Output unchanged the lines that run from the line containing "trace: cloud bank" through the end of the records, both ends included.

Segmentation labeling lines:
[BEGIN]

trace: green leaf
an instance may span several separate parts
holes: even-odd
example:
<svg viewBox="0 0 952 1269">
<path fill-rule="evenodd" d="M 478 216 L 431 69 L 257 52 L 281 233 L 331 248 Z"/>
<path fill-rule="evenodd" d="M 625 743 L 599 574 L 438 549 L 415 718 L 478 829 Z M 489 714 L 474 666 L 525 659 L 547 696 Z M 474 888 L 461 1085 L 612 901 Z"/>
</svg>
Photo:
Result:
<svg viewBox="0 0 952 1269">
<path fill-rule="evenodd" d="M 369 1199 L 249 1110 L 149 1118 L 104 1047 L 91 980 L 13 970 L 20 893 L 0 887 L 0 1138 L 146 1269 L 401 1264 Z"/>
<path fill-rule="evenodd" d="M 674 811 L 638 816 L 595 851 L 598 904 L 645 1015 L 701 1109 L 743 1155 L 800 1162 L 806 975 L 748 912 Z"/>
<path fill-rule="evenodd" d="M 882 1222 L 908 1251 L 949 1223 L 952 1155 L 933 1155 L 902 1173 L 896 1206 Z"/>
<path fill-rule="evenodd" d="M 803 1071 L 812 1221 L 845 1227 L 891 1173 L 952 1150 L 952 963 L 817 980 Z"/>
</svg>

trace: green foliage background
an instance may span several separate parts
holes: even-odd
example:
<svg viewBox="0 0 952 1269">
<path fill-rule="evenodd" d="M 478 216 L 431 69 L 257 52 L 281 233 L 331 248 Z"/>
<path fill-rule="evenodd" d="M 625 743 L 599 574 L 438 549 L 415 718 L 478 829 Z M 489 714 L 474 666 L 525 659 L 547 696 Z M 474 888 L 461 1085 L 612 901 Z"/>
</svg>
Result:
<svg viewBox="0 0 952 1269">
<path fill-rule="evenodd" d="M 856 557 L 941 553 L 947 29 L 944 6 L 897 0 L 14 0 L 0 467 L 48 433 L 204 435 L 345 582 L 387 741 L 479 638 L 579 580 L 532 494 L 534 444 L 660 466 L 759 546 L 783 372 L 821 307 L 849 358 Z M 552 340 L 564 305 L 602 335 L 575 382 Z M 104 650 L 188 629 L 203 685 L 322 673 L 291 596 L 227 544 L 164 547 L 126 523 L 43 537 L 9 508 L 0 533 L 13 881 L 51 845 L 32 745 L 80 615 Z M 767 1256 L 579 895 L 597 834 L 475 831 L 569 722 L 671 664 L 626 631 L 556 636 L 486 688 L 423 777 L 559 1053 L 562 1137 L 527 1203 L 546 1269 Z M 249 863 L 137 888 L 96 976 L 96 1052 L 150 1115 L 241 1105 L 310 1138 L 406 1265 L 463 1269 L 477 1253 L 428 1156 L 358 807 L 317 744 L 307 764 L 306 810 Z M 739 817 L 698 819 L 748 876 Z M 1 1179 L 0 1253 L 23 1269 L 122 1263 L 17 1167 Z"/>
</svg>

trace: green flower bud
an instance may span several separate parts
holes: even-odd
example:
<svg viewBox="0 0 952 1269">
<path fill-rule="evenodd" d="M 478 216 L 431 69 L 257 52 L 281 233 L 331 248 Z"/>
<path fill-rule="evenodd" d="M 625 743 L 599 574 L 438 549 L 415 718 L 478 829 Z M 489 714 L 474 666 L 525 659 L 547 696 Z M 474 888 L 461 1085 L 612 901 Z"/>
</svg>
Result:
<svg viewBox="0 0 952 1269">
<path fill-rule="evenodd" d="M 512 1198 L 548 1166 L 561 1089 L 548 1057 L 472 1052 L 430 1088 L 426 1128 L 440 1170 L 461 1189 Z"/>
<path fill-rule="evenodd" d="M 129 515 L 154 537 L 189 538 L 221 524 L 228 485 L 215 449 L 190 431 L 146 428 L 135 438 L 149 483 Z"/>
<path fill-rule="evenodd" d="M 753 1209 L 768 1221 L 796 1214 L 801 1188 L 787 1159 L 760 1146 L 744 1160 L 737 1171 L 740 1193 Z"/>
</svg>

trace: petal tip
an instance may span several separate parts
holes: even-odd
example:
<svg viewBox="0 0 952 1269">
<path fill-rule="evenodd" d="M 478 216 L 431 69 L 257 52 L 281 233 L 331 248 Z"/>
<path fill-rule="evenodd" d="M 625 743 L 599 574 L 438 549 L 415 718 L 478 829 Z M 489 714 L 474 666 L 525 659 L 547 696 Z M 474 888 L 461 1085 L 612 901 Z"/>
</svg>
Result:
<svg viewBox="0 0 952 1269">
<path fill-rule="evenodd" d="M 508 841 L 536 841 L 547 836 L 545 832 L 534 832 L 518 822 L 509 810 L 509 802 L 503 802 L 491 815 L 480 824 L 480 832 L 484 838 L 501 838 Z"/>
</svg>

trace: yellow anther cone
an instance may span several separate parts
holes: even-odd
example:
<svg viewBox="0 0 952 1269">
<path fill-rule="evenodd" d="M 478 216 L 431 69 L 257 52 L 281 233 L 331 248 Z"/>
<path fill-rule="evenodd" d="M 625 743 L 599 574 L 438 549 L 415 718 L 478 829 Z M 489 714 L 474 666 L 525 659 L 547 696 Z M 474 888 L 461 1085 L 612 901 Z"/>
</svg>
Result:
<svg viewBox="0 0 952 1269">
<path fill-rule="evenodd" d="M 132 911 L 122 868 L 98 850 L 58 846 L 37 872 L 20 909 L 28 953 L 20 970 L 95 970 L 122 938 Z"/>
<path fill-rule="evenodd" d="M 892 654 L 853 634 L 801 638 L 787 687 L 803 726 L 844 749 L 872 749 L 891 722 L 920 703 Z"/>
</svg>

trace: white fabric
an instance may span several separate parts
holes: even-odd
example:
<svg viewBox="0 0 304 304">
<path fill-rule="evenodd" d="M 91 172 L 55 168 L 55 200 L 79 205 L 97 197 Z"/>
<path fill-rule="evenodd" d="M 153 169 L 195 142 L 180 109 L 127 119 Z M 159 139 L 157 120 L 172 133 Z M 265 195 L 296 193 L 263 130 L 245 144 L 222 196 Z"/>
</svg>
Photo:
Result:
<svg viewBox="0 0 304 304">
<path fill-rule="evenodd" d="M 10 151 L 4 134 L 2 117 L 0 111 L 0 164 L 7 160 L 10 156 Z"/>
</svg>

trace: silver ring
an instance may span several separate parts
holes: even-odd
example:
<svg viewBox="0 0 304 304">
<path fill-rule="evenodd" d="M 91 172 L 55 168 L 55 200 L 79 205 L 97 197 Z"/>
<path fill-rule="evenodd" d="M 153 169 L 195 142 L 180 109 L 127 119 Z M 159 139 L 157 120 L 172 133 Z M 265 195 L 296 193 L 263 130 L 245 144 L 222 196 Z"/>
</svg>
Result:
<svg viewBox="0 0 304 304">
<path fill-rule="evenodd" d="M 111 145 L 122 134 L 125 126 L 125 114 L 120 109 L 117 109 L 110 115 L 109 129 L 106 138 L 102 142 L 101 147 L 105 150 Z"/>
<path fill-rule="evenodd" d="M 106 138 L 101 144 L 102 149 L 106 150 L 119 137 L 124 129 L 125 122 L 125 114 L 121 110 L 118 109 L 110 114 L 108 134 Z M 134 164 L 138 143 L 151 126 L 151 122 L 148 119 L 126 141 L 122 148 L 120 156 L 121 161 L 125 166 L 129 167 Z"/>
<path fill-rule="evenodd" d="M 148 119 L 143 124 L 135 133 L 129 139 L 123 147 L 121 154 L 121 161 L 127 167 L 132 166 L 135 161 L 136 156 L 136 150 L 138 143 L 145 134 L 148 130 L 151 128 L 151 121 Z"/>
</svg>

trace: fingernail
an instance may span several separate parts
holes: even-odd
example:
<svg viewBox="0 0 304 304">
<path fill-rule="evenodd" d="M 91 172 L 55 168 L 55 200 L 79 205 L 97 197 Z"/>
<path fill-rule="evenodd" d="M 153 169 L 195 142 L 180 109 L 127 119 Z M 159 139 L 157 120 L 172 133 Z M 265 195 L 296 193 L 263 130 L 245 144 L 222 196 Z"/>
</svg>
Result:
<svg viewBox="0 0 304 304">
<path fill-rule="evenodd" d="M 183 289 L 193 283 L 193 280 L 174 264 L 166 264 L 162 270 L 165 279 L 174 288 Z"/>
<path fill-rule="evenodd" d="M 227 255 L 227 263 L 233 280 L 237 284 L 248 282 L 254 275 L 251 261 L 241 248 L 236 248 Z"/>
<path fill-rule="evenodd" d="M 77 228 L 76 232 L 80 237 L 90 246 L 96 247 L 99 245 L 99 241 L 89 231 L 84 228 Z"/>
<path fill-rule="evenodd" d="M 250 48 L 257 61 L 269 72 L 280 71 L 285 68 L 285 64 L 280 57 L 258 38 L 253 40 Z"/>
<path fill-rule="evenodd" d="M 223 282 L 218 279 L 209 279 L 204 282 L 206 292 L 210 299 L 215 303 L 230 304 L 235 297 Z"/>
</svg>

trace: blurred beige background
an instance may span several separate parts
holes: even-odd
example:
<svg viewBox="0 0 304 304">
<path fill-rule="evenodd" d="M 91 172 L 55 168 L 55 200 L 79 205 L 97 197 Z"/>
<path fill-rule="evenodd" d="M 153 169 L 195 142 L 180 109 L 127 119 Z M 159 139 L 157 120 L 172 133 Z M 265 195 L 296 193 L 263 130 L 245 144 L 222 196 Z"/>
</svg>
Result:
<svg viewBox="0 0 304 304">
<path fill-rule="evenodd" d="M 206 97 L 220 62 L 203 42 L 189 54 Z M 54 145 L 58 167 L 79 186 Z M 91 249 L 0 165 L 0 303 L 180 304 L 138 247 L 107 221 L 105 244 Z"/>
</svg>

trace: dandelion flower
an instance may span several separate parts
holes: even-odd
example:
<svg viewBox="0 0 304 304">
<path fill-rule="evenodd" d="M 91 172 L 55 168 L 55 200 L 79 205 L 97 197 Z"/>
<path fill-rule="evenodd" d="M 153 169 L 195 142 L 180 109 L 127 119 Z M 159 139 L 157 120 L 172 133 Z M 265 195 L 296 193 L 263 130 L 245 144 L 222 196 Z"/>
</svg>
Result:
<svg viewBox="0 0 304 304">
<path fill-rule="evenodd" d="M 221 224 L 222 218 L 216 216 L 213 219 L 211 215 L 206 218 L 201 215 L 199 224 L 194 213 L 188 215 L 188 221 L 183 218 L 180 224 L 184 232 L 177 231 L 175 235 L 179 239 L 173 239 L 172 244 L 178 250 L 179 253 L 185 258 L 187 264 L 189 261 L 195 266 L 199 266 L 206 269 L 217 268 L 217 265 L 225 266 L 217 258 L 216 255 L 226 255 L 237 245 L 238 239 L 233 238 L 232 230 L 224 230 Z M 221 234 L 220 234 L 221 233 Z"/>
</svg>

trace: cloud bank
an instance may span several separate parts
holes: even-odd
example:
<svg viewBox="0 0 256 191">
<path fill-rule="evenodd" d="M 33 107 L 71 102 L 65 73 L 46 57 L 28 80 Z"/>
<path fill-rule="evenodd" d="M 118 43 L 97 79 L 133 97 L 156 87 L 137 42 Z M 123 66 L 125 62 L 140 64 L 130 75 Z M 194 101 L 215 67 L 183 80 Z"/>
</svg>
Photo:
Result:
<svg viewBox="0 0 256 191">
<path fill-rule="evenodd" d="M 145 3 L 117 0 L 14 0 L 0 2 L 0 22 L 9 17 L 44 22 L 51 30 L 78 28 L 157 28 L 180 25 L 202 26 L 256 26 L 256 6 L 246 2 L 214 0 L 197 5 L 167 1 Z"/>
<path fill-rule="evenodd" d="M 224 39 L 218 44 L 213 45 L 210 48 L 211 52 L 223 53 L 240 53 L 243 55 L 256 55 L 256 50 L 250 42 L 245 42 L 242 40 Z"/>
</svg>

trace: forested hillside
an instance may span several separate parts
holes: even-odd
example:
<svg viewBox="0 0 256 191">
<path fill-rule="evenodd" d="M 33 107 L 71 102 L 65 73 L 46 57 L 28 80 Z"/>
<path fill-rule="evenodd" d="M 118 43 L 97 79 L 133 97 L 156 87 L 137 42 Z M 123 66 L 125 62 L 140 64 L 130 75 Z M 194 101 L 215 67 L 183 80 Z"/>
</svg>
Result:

[END]

- _Right answer_:
trace: cloud bank
an instance may span several separate parts
holes: even-odd
example:
<svg viewBox="0 0 256 191">
<path fill-rule="evenodd" d="M 33 107 L 71 102 L 65 73 L 46 57 L 28 80 Z"/>
<path fill-rule="evenodd" d="M 118 43 L 97 79 L 133 97 L 156 87 L 137 42 Z M 123 66 L 125 62 L 140 64 L 130 75 Z M 194 101 L 215 67 L 183 80 Z"/>
</svg>
Photo:
Result:
<svg viewBox="0 0 256 191">
<path fill-rule="evenodd" d="M 145 3 L 117 0 L 14 0 L 0 2 L 0 22 L 9 17 L 44 22 L 51 30 L 78 28 L 157 28 L 180 25 L 202 26 L 256 26 L 256 6 L 246 2 L 214 0 L 197 5 L 167 1 Z"/>
<path fill-rule="evenodd" d="M 224 39 L 218 44 L 213 45 L 210 48 L 211 52 L 223 53 L 240 53 L 243 55 L 256 55 L 256 50 L 250 42 L 245 42 L 242 40 Z"/>
</svg>

trace: forested hillside
an instance may span several separate parts
holes: even-odd
example:
<svg viewBox="0 0 256 191">
<path fill-rule="evenodd" d="M 33 107 L 71 102 L 65 73 L 46 57 L 28 80 Z"/>
<path fill-rule="evenodd" d="M 118 43 L 97 79 L 133 97 L 156 87 L 137 42 Z M 123 66 L 125 62 L 140 64 L 130 75 Z M 194 101 L 215 67 L 183 80 Z"/>
</svg>
Result:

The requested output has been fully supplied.